Items from a dataset:
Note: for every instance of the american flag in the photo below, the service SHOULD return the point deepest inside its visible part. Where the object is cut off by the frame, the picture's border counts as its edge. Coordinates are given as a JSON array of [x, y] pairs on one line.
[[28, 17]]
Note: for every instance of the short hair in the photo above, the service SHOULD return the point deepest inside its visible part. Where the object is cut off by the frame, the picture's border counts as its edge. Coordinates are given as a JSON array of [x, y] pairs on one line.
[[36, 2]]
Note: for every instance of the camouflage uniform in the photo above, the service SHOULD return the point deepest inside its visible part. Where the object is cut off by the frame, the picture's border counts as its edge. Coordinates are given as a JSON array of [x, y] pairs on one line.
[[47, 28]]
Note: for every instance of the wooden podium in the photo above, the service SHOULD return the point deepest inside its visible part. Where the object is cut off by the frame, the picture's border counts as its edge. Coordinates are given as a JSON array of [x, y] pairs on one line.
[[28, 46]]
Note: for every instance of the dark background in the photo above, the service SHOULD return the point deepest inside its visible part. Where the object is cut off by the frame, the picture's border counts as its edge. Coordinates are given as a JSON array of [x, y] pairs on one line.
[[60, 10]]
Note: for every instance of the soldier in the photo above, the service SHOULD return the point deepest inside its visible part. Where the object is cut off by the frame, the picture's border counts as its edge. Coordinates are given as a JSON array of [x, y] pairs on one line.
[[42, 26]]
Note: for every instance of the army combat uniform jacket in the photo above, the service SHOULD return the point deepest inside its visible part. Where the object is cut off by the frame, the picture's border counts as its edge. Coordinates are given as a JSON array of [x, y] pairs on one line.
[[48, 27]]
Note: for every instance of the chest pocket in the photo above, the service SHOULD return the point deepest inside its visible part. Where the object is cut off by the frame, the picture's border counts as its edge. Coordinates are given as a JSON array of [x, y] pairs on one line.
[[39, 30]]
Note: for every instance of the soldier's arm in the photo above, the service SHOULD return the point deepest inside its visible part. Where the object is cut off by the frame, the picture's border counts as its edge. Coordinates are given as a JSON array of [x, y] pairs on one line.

WHAT TO DO: Transcribe the data above in full, exactly.

RIGHT ANSWER:
Note: for every instance of the american flag in the photo below, the service SHOULD return the point deepest inside its visible part. Where the object is cut off by the frame, the picture's border counts as its edge. Coordinates are given as a JSON array of [x, y] pairs on one line.
[[28, 17]]
Note: for every instance of the short hair in the photo above, the service SHOULD return the point deepest inside its visible part. Where the object is cut off by the frame, the picture's border counts as its edge. Coordinates are given as a JSON array of [x, y] pairs on one line.
[[36, 2]]
Note: for every instance of the camouflage uniform in the photo above, the service SHOULD return the point deepest inside its visible part. Where the object is cut off by the frame, the picture's border counts as its edge. Coordinates are given as a JSON array of [x, y] pairs on one line.
[[47, 28]]
Note: for every instance of the wooden podium in the photo above, the service SHOULD return the point deepest inside its visible part. Where the object is cut off by the frame, the picture's border counts as its edge. Coordinates are given as a JSON array of [x, y] pairs on one line.
[[28, 46]]
Note: for every instance of the dark background in the photo above, the service SHOULD return the point deepest inside its visible part. Where the object is cut off by the frame, the picture's border counts as its edge. Coordinates are given as a JSON array of [x, y] pairs on one line.
[[60, 10]]
Note: for every instance of the soldier in the photo above, the service SHOULD return the point deepest inside its visible part. Where the object is cut off by the frame, the picture's border counts as its edge. Coordinates are given as a JSON array of [x, y] pairs on one line.
[[42, 26]]
Note: for every instance of the army combat uniform jacket in the photo above, the service SHOULD return the point deepest inside its visible part. Where the object is cut off by the frame, the picture's border counts as its edge. Coordinates are given as a JSON array of [x, y] pairs on one line.
[[48, 27]]
Note: for every instance of the chest pocket in the photo above, the service SHOULD return the point deepest inside its visible part. Where the object is cut off by the frame, the picture's border counts as its edge. Coordinates are given as a JSON array of [x, y] pairs on one line.
[[39, 30]]
Note: for every instance of the soldier's arm in the photo above, the service SHOULD return the point deepest inside its visible part. Where the object is cut off by the frame, the picture's border counts as its edge. Coordinates are given as a JSON array of [x, y] pairs on one line.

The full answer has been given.